STATED GOAL: Please reproduce the entries again, requests included, starting with the line that contains "[indicate] the metal" and going on through the end of the entries, with every coordinate in the answers scaled by 1.05 and rounded to a whole number, halves up. Return only those lines.

DATASET ROWS:
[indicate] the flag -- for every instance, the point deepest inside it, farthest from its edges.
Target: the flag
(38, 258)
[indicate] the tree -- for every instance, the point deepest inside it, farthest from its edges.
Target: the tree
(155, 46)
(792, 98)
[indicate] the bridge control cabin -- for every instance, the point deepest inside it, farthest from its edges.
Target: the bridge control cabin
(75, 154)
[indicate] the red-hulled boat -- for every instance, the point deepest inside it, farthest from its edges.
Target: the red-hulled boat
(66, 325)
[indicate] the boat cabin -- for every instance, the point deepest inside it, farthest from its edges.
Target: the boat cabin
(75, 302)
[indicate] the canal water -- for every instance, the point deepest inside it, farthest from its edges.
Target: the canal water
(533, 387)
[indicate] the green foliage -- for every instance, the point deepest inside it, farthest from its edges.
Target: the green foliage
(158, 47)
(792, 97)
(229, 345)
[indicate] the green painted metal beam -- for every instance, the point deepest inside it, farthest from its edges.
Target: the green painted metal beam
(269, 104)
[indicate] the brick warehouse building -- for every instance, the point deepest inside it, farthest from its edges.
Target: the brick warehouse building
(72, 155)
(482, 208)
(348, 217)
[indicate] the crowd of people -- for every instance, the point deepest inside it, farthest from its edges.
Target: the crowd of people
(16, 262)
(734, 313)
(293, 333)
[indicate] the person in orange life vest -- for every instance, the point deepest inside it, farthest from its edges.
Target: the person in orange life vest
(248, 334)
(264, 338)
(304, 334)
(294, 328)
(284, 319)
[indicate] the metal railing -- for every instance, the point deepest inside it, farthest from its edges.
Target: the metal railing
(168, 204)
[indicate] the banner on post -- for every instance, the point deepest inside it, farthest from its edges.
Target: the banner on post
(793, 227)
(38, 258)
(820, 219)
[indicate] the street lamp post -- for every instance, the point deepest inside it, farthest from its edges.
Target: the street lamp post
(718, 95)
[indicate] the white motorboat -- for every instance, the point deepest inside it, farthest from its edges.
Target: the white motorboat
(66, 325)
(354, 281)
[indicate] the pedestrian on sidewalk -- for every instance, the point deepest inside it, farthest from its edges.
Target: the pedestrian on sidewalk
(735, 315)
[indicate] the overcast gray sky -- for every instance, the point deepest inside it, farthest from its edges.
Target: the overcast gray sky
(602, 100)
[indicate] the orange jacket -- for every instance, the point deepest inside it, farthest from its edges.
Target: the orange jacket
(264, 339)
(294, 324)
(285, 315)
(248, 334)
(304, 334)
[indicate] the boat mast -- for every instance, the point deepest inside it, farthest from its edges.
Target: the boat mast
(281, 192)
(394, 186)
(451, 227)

FINISHED EXERCISE:
[indicate] the metal railing -- for every instance, the point deepest inside it, farthest from its edges.
Target: the metal railing
(176, 214)
[indicate] the banner on post -- for every instance, the point deepest inside it, farthest from its edges.
Target: the banner on post
(833, 238)
(40, 271)
(861, 230)
[indicate] the street lamp post -- for every instance, the point deepest inside it, farthest from its edges.
Target: the street lamp post
(754, 100)
[indicate] the white motorboat -- for every instance, the point deepest inside it, farthest from its edges.
Target: the white motorboat
(69, 341)
(372, 295)
[indicate] the pedestrian on sidewalk -- for every instance, the point deepest inside it, farthest from its edges.
Target: the pedestrian on sidewalk
(772, 331)
[indicate] the overcast gray sky -- for every instance, the point deepest inside it, farthest from its edges.
Target: the overcast gray sky
(632, 105)
[indicate] the orange jacket -- for every instance, the point deepest inside it, farthest from its edges.
Target: the orange jacket
(277, 356)
(309, 340)
(299, 331)
(260, 351)
(319, 351)
[indicate] the boat mast -- for every instance, the point deepest inside it, farthest from its edges.
Target: the boat mast
(295, 202)
(414, 195)
(474, 238)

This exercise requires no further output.